What the task requires: Gather every line below that contains the word "ball", and copy each one. Case counts.

## Start Exercise data

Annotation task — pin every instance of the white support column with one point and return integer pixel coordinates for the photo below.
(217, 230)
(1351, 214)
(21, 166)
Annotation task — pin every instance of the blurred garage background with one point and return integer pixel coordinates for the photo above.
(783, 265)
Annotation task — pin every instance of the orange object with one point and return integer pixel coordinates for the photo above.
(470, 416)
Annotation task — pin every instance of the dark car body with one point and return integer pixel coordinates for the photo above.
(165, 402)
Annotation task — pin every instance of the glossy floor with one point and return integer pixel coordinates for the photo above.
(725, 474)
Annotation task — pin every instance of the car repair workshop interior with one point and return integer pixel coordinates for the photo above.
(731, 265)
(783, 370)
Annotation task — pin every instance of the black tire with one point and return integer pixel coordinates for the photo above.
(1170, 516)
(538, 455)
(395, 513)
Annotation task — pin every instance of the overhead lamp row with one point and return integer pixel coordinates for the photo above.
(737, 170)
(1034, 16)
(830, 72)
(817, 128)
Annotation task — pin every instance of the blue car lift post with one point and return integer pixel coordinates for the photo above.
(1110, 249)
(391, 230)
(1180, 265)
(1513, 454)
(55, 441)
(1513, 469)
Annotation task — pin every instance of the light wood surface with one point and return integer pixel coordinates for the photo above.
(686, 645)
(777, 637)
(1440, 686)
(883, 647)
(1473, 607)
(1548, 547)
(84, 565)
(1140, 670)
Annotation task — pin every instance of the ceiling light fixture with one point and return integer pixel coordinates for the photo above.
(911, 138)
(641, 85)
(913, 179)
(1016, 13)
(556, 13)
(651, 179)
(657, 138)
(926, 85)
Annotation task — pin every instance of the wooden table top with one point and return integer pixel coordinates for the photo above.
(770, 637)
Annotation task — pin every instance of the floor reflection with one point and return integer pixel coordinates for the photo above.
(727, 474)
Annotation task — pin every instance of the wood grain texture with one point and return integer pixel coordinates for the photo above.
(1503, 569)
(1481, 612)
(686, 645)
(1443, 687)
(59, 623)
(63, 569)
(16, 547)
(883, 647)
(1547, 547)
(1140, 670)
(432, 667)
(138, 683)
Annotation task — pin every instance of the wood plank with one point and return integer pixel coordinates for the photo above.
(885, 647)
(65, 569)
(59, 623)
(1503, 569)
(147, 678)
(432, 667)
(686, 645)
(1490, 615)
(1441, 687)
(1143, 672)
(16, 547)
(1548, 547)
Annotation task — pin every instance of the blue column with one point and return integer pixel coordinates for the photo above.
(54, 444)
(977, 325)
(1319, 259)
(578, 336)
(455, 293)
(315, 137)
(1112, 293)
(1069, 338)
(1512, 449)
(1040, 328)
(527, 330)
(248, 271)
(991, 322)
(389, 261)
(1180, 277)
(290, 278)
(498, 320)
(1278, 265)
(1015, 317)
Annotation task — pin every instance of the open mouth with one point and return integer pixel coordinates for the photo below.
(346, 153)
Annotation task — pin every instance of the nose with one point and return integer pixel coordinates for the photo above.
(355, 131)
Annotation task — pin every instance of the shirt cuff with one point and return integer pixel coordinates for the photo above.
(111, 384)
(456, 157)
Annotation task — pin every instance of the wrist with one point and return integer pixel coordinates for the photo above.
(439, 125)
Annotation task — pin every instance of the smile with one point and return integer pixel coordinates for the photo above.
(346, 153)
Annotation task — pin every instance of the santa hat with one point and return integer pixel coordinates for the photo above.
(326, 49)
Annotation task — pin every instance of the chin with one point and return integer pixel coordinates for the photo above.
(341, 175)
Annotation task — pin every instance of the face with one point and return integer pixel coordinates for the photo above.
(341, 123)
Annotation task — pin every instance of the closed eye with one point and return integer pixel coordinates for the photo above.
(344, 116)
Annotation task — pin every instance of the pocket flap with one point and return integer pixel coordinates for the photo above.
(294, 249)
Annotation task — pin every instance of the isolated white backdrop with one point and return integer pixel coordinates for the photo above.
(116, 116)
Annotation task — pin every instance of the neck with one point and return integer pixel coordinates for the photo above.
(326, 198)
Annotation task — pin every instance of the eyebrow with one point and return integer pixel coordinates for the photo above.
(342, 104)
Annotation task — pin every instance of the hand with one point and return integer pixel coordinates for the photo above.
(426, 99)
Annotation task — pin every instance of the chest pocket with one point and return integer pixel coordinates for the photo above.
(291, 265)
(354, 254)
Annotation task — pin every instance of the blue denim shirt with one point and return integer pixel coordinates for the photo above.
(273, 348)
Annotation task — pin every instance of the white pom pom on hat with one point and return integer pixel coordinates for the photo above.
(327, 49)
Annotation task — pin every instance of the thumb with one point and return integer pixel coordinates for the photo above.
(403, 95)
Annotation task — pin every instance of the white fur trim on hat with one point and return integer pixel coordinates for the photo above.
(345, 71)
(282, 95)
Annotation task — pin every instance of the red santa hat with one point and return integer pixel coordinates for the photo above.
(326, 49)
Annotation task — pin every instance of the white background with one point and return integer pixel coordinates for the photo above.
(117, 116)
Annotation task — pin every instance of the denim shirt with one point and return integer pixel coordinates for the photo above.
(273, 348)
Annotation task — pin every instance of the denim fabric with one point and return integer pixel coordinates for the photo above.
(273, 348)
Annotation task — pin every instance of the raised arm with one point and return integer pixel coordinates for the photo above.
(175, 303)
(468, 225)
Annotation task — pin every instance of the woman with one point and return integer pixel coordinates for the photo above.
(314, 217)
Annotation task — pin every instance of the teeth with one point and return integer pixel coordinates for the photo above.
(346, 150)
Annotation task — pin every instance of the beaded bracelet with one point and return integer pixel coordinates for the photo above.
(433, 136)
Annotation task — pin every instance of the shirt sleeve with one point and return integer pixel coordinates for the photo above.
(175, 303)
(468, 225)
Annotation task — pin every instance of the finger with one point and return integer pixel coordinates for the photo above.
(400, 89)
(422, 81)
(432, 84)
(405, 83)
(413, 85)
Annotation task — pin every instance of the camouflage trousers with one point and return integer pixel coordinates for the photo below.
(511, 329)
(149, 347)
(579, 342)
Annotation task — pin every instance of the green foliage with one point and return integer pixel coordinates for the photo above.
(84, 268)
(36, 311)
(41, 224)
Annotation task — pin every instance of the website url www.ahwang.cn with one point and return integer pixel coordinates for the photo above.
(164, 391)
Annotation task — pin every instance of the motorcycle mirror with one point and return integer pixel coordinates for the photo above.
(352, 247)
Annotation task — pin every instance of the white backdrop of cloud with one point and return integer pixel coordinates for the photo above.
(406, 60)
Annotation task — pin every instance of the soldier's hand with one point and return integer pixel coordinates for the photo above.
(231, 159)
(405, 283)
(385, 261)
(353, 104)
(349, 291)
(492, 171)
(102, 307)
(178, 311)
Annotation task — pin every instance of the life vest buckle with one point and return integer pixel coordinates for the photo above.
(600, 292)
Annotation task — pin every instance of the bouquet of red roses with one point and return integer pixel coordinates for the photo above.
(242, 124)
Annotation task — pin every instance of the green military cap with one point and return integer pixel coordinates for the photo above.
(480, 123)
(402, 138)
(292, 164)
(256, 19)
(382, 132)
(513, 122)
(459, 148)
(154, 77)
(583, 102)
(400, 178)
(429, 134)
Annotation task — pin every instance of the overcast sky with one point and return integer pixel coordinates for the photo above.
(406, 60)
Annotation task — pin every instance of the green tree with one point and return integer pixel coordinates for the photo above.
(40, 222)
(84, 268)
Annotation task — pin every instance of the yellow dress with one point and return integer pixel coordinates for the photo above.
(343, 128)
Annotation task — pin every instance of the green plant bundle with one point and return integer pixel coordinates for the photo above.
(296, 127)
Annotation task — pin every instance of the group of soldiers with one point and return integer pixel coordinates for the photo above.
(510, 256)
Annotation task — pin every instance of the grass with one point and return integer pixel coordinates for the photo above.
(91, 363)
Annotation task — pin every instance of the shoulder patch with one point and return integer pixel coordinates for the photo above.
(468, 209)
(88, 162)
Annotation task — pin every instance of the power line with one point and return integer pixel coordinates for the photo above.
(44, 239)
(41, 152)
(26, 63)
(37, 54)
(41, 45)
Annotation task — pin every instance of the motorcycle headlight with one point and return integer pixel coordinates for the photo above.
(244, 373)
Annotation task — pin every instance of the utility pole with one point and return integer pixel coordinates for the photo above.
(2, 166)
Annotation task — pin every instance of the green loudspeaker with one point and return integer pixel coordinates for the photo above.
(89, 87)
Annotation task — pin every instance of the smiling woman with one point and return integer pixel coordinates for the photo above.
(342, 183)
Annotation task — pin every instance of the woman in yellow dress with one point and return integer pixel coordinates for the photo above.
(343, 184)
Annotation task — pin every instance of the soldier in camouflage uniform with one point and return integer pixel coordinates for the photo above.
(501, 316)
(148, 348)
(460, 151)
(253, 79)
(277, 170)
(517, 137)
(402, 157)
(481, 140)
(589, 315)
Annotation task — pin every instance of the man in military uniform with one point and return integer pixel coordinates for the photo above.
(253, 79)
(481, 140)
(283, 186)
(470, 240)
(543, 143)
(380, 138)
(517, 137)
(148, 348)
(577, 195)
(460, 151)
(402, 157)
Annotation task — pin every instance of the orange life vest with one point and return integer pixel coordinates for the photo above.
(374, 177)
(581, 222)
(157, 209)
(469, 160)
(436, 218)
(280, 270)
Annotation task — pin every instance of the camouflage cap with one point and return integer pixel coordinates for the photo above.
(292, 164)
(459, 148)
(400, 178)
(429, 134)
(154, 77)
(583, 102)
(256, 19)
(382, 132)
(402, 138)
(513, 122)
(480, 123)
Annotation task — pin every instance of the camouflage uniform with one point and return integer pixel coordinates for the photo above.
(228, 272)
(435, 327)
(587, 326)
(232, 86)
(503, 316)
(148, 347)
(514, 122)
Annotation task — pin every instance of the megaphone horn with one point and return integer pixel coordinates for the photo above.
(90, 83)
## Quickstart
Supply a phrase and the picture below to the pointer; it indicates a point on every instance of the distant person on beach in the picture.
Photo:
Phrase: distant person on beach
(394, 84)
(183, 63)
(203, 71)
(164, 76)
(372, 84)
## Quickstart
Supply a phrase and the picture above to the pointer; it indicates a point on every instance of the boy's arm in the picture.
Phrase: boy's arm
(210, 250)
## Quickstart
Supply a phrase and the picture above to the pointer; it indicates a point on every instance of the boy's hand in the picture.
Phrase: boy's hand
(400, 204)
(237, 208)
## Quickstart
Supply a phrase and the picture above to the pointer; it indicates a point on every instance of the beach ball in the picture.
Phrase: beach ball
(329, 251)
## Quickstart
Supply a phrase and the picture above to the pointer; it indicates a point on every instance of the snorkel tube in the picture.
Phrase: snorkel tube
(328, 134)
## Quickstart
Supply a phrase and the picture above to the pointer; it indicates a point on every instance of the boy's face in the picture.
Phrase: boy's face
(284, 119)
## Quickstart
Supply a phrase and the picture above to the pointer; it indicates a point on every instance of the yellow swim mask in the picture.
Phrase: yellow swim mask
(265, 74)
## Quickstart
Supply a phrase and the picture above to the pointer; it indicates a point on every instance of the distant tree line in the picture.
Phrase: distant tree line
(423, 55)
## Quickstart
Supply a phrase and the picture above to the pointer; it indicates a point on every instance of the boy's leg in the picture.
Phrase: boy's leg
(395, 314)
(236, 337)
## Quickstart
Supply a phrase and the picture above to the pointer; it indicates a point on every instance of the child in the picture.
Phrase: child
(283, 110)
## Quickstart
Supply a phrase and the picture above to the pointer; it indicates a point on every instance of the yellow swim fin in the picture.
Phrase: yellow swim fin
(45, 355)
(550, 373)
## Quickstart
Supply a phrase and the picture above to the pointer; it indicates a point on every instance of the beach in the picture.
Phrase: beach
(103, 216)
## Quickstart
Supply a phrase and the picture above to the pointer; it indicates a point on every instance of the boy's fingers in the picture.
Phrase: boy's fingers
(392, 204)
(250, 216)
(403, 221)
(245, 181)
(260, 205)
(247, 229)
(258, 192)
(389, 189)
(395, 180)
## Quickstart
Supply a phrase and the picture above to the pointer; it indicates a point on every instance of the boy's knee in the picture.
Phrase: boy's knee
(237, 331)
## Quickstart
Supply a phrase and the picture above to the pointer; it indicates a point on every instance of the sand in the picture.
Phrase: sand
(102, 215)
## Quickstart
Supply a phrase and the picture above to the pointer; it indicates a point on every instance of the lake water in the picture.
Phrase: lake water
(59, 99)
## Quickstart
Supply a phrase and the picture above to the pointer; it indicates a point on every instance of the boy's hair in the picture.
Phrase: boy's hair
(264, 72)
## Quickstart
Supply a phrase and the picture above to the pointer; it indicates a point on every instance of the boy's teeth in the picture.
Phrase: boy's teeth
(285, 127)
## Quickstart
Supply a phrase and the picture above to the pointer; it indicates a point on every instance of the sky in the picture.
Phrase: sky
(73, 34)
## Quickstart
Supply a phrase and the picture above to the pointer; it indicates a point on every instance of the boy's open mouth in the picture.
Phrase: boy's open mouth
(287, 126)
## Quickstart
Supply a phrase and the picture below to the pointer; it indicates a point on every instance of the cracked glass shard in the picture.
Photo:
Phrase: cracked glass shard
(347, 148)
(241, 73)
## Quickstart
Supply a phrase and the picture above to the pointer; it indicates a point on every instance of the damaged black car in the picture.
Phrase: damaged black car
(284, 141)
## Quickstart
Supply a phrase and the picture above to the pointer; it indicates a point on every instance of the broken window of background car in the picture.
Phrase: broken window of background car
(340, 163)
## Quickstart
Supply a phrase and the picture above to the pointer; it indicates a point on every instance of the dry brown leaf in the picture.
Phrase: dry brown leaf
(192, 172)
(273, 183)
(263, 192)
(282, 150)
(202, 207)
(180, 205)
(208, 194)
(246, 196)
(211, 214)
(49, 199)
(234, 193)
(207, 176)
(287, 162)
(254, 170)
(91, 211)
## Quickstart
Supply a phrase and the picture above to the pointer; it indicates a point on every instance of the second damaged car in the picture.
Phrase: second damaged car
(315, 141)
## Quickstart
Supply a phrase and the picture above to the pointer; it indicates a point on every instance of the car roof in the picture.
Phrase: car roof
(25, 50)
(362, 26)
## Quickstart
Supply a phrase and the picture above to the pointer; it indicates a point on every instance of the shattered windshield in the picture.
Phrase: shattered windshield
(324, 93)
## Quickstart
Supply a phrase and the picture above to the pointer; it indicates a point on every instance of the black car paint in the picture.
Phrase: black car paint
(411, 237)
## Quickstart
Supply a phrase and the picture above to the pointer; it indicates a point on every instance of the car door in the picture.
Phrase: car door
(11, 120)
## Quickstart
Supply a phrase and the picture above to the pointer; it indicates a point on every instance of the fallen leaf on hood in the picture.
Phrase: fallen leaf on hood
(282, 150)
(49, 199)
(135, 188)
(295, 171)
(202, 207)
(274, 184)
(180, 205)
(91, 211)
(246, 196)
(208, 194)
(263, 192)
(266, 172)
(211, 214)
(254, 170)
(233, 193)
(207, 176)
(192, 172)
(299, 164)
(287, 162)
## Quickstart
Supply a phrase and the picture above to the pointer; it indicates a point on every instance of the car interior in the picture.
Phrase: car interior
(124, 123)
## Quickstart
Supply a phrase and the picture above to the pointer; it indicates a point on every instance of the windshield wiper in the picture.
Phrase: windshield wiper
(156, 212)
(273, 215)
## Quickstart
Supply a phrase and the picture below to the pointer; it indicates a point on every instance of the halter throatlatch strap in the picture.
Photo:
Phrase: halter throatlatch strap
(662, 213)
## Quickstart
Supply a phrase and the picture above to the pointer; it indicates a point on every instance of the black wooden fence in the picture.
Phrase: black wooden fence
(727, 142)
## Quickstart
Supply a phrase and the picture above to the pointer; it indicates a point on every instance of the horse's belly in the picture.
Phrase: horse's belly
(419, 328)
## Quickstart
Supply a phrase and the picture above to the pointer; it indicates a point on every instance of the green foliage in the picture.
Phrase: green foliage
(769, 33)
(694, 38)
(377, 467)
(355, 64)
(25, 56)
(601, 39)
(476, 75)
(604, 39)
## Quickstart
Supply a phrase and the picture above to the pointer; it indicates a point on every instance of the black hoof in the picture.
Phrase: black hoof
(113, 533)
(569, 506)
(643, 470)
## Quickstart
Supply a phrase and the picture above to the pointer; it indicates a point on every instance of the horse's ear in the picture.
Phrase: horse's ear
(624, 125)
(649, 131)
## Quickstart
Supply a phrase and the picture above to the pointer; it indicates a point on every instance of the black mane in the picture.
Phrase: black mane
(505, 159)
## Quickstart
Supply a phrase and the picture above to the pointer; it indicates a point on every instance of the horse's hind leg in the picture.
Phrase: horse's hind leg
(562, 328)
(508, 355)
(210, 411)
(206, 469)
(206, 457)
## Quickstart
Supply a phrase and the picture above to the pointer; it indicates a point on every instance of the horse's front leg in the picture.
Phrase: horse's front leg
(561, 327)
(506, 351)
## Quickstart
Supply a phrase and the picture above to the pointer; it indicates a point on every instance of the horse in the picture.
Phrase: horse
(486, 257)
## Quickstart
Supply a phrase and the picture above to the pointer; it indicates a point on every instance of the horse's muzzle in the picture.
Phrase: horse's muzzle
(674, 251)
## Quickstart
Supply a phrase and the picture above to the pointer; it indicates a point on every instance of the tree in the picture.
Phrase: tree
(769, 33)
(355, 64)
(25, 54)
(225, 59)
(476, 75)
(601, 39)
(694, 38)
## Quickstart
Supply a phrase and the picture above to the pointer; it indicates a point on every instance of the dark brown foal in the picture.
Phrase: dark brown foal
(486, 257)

## End Exercise data

Task solution:
Supply a phrase and the picture above to the pointer; it indicates a point on every instance of the beach ball in the picture.
Phrase: beach ball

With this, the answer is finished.